-- Goal of the exercise --
Count the lines in the records below that contain the word "castle", and give only that number.

-- begin Stored rows --

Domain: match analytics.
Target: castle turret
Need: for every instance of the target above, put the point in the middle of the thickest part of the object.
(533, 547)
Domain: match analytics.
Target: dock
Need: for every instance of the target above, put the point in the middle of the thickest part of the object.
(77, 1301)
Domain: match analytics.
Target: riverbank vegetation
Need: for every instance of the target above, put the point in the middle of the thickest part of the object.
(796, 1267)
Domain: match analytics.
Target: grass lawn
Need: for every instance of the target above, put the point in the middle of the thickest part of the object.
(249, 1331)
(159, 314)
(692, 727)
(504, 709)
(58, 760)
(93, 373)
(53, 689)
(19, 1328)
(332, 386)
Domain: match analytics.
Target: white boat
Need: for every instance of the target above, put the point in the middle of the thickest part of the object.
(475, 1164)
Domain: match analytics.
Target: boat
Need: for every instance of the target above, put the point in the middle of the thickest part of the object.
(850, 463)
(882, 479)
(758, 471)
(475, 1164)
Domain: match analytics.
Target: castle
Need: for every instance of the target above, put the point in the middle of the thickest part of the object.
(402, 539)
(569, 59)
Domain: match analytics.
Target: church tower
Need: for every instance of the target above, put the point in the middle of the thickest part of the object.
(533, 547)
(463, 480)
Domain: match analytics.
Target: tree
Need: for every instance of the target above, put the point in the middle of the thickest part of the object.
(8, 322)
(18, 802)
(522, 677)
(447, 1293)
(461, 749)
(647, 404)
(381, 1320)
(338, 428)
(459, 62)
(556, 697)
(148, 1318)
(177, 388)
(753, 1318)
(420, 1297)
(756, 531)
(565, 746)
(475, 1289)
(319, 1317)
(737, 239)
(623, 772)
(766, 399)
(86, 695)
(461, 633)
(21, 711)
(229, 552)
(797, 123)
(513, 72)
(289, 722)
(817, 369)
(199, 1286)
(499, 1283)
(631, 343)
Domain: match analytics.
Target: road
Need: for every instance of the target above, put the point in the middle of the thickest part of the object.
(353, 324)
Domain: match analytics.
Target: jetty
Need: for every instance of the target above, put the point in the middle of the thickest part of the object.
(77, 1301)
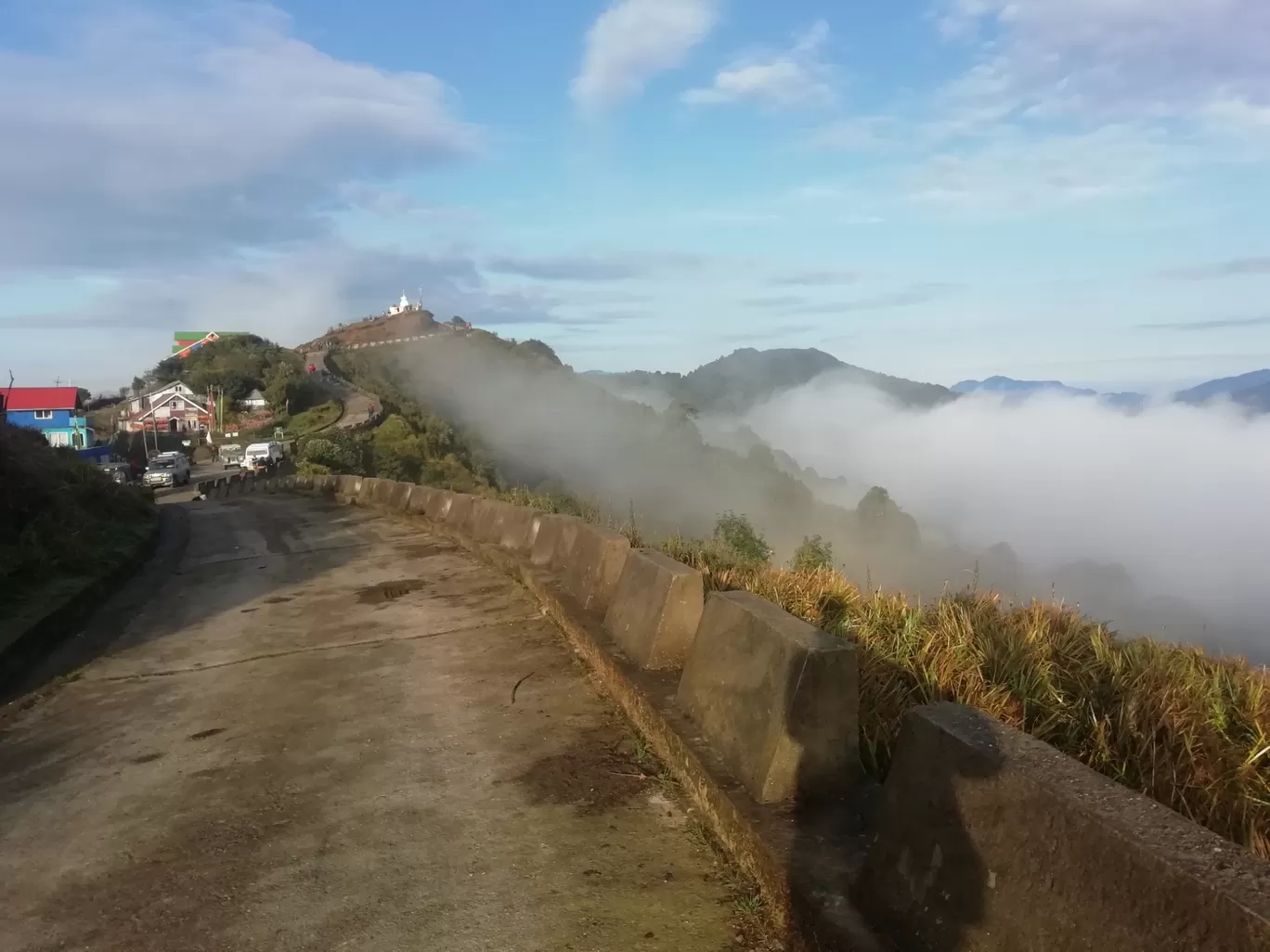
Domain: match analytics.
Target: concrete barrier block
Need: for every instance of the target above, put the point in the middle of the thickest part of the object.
(991, 839)
(655, 610)
(777, 697)
(383, 490)
(397, 495)
(438, 506)
(554, 541)
(459, 510)
(421, 497)
(593, 565)
(366, 494)
(486, 518)
(348, 486)
(517, 527)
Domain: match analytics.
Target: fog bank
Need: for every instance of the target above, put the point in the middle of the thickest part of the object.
(1176, 495)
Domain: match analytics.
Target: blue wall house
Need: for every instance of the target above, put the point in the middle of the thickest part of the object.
(55, 411)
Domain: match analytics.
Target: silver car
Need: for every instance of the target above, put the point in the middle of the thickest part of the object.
(168, 470)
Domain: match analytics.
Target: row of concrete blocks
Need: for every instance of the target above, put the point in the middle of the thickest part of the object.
(238, 483)
(984, 837)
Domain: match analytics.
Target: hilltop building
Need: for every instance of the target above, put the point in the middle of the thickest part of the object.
(173, 407)
(58, 413)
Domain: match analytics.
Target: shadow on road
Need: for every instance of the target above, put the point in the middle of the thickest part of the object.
(892, 866)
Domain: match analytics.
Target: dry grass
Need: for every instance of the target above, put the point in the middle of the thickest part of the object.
(1190, 730)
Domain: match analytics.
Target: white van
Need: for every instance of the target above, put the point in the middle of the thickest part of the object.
(168, 470)
(262, 456)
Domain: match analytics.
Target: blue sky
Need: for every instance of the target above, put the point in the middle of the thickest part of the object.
(938, 189)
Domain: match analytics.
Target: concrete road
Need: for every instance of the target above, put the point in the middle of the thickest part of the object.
(330, 731)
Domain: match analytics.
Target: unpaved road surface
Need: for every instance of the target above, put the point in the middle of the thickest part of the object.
(357, 405)
(306, 740)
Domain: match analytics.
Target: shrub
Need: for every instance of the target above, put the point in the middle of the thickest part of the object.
(338, 452)
(1169, 721)
(811, 554)
(741, 538)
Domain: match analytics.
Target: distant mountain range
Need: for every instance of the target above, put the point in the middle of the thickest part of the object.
(1017, 390)
(1251, 390)
(745, 379)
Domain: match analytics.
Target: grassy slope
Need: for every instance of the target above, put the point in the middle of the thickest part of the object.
(61, 521)
(305, 421)
(1189, 730)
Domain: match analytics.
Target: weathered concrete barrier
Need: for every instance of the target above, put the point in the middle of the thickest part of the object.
(397, 496)
(459, 510)
(484, 518)
(366, 493)
(421, 497)
(382, 492)
(347, 487)
(554, 541)
(655, 610)
(991, 839)
(777, 697)
(518, 528)
(438, 506)
(593, 565)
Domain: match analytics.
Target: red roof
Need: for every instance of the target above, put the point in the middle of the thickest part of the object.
(40, 397)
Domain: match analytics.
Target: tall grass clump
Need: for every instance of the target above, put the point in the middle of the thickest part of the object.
(1189, 730)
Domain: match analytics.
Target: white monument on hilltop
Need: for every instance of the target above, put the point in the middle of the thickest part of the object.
(400, 306)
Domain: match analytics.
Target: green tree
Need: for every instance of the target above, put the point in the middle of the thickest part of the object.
(811, 554)
(277, 386)
(739, 537)
(337, 451)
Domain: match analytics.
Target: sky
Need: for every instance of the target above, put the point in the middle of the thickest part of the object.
(938, 189)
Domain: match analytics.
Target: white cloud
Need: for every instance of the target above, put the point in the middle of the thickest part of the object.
(145, 137)
(1114, 58)
(791, 79)
(1173, 495)
(1015, 172)
(295, 295)
(635, 40)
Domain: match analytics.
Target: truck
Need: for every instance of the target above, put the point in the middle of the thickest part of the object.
(263, 457)
(168, 470)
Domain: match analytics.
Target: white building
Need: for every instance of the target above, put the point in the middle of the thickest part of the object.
(173, 407)
(401, 306)
(254, 400)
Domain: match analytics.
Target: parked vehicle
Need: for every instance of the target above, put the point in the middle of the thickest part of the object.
(120, 472)
(168, 470)
(263, 457)
(231, 456)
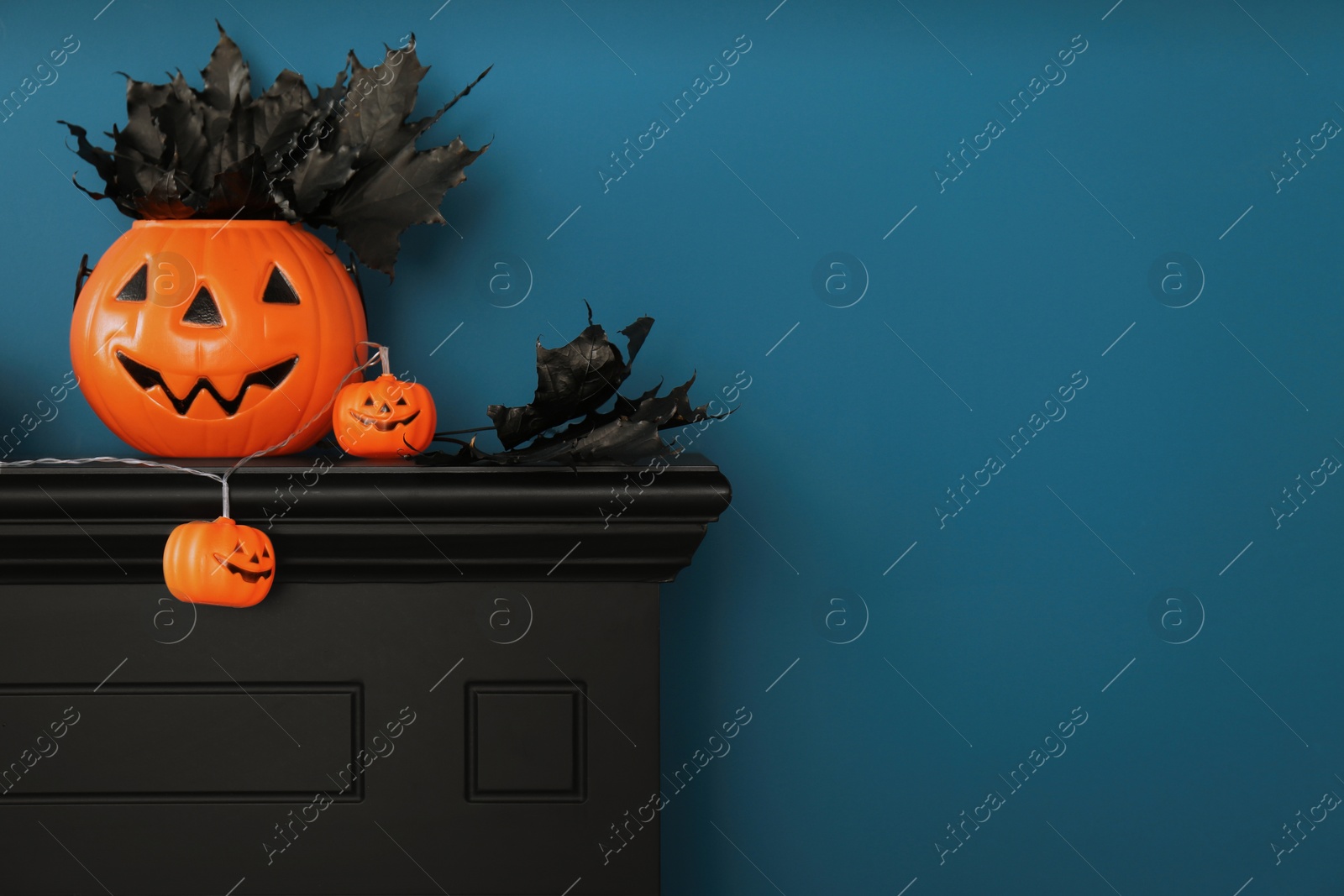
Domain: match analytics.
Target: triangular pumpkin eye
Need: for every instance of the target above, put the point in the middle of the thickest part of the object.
(279, 291)
(136, 286)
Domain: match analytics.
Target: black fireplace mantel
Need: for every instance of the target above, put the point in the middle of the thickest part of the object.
(338, 521)
(452, 687)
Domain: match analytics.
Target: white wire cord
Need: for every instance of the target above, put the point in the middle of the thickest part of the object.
(217, 477)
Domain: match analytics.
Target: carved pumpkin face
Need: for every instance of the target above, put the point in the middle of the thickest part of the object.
(385, 418)
(221, 563)
(213, 338)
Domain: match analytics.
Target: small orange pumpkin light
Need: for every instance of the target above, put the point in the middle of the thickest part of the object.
(386, 417)
(222, 563)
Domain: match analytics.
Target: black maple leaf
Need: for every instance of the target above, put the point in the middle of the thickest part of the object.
(346, 157)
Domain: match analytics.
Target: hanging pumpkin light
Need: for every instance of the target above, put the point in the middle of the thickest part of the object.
(385, 417)
(221, 563)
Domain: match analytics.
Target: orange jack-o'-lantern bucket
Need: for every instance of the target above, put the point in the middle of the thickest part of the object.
(215, 338)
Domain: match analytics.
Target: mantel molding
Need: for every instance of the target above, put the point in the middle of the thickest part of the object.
(354, 520)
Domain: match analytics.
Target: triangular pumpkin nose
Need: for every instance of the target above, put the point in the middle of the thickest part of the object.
(203, 312)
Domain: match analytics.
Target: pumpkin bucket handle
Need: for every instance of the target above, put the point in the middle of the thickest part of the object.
(383, 355)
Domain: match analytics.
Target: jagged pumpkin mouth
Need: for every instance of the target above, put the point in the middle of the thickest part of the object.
(383, 426)
(148, 378)
(250, 577)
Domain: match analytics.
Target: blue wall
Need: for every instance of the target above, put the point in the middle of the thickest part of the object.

-- end Stored rows --

-- Result for this exercise --
2